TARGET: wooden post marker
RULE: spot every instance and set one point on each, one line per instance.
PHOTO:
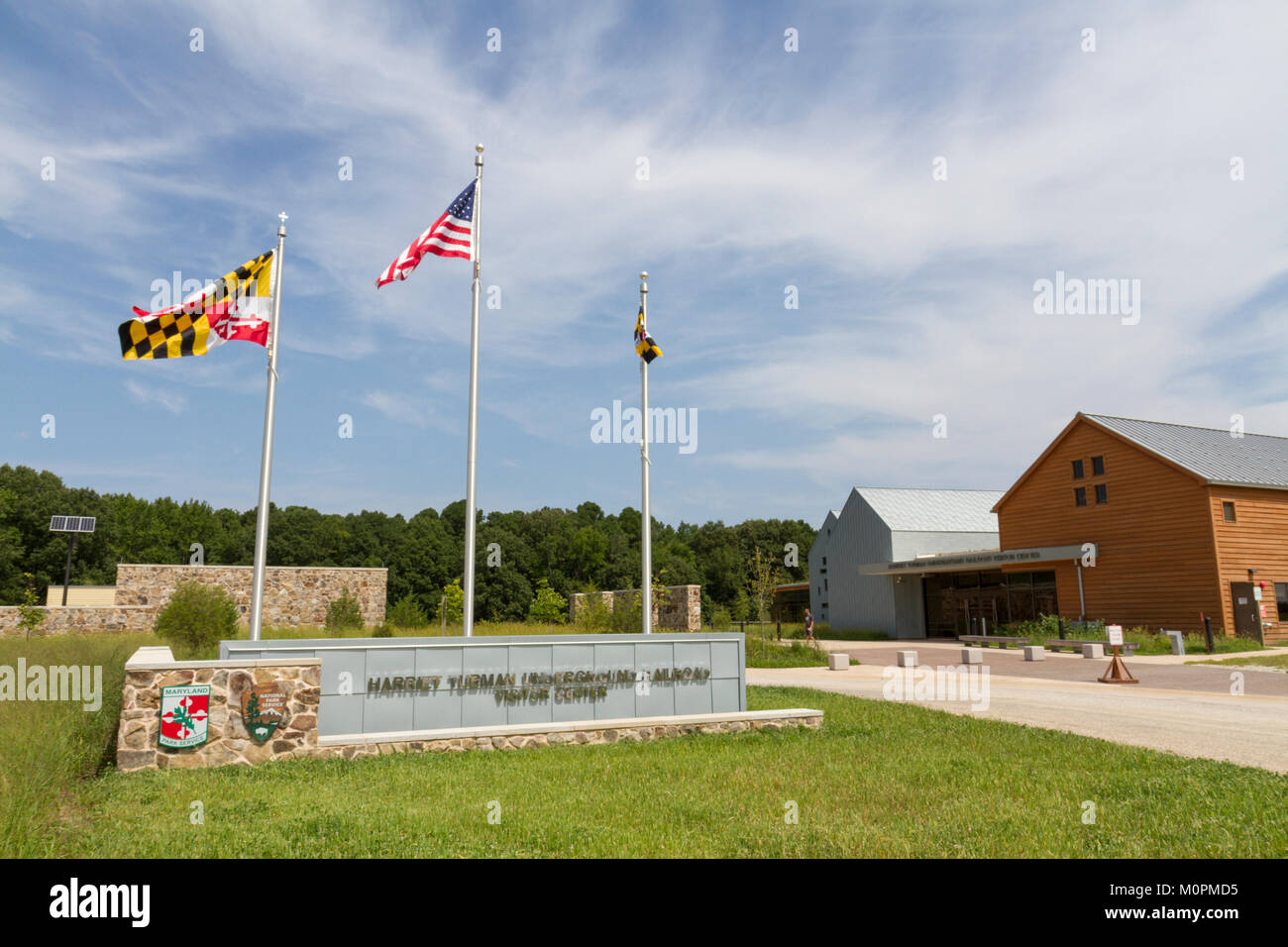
(1117, 672)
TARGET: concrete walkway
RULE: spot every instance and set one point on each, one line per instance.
(1159, 672)
(1249, 729)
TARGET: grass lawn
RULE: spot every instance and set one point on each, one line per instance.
(1253, 660)
(877, 780)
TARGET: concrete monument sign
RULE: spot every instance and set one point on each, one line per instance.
(381, 685)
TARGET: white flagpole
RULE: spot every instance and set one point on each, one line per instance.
(266, 463)
(468, 612)
(645, 517)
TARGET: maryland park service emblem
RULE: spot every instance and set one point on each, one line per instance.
(263, 710)
(184, 715)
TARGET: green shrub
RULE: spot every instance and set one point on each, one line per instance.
(31, 616)
(454, 602)
(407, 613)
(548, 605)
(343, 612)
(196, 618)
(593, 613)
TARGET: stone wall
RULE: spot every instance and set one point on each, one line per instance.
(682, 612)
(84, 618)
(228, 741)
(292, 594)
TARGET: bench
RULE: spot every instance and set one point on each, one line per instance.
(984, 641)
(1076, 644)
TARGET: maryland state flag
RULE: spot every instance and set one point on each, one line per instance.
(644, 346)
(235, 308)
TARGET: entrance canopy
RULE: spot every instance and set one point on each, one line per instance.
(979, 560)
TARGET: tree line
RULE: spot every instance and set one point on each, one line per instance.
(575, 551)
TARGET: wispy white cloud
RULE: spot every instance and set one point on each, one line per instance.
(155, 395)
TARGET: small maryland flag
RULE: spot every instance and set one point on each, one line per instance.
(235, 308)
(644, 346)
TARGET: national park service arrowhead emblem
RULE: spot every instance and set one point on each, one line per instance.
(184, 715)
(263, 710)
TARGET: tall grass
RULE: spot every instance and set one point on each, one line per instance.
(47, 749)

- WORK INSTRUCTIONS
Each line in which the string "park" is found must be copied from the data.

- ANSWER FOR THIS EXERCISE
TARGET: maryland park service emblem
TARGET: national park service arrowhead emblem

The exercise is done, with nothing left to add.